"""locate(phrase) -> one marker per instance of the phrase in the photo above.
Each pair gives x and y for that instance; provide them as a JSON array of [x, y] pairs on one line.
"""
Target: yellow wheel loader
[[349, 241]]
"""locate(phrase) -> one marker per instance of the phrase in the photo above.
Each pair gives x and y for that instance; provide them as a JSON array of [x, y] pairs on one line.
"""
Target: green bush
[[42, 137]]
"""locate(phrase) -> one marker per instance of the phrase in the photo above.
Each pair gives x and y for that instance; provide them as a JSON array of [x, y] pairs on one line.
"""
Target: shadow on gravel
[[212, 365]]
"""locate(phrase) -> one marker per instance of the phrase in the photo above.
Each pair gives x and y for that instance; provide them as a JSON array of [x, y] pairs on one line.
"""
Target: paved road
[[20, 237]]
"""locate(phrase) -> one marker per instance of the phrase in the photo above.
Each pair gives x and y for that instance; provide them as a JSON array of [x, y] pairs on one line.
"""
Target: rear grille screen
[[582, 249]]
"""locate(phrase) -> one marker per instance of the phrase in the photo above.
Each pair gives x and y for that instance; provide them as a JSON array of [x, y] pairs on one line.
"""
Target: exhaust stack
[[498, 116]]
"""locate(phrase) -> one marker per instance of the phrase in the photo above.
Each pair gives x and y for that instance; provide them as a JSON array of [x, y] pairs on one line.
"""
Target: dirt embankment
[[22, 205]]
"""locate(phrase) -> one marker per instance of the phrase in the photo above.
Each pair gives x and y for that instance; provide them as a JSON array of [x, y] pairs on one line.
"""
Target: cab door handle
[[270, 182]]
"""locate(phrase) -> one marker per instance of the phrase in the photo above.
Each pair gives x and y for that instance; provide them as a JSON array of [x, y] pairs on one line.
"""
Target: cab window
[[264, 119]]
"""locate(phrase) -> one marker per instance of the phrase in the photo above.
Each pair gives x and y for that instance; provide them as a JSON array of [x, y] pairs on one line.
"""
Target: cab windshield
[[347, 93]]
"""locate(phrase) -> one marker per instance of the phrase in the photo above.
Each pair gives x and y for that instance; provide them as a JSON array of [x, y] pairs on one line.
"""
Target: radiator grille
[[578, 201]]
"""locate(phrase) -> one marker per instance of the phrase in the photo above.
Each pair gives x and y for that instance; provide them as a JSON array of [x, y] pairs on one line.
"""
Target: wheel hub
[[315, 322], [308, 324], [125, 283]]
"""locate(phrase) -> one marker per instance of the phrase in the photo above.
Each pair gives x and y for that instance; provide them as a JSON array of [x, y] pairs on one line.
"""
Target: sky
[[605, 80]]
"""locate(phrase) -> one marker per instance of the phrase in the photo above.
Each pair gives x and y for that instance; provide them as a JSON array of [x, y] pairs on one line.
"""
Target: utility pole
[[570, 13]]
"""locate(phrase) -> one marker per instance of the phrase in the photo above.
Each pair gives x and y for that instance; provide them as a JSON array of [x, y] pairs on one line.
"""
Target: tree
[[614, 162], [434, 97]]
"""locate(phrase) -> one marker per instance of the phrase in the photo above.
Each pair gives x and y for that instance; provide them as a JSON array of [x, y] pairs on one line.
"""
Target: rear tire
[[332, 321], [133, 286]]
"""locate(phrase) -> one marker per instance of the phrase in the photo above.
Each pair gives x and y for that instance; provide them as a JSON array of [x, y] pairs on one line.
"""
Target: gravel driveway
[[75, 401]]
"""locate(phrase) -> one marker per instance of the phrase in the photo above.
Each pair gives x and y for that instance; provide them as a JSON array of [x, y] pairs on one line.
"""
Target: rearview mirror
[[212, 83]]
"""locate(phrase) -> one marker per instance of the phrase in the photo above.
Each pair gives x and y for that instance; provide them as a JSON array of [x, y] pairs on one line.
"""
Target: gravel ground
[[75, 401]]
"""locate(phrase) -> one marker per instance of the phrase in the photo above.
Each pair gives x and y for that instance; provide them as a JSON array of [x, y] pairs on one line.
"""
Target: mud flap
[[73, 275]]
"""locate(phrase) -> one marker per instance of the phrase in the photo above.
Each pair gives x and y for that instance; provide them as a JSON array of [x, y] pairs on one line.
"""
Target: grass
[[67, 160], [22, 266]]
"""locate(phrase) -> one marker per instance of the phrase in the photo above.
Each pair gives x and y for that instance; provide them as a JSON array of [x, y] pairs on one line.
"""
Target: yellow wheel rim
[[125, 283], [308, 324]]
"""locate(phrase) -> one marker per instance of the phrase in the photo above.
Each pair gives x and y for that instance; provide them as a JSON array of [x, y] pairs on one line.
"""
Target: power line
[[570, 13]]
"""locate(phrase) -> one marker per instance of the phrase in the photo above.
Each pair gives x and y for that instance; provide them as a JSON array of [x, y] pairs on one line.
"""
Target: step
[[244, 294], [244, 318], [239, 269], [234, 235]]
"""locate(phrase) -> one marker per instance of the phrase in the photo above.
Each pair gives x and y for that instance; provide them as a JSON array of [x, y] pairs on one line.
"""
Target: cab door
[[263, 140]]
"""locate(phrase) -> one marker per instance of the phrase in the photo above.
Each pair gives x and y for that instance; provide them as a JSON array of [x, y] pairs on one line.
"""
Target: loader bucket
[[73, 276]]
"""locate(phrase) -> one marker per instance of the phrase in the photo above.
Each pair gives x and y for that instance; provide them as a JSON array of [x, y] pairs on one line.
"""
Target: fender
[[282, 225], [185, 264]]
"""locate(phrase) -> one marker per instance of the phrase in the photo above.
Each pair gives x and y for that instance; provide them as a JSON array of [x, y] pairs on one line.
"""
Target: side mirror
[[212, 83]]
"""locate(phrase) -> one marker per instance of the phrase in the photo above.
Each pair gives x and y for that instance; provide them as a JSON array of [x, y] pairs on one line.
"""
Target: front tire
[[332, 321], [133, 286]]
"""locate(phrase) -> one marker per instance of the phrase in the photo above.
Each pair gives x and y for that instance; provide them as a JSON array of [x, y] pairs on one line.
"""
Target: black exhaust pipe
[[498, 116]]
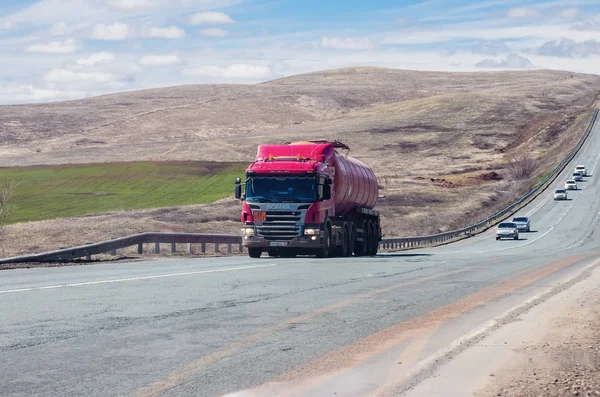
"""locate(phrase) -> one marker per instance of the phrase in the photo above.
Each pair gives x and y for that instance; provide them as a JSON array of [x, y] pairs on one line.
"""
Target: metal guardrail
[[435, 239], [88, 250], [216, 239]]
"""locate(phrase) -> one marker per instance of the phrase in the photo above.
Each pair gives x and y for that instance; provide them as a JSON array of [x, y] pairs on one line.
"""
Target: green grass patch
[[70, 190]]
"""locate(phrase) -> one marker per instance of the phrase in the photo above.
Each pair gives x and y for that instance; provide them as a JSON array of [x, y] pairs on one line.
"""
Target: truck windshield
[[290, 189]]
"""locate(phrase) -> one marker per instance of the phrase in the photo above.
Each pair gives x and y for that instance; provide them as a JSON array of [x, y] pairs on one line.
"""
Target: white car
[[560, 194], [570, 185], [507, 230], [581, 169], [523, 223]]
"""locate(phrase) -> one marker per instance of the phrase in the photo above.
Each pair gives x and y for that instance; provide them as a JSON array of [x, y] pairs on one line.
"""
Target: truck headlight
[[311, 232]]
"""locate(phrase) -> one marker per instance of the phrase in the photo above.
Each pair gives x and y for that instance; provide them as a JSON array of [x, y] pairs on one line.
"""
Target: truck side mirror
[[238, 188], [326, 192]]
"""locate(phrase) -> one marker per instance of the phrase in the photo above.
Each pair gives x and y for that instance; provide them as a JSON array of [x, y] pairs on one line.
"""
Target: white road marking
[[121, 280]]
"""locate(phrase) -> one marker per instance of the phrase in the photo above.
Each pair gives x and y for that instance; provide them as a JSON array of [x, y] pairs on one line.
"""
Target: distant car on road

> [TO DO] Nothing but the lines from the one containing "Target: white road marking" through the end of the material should appear; please return them exactly.

> [EXERCISE RESPONSE]
Target: white road marking
[[121, 280]]
"""locate(phrase) -> one marker per instance of the phrase in the photo above.
Each pair gives x and y for that instance; provide them as a JSON array of [x, y] pairs on one line.
"""
Target: distant car on road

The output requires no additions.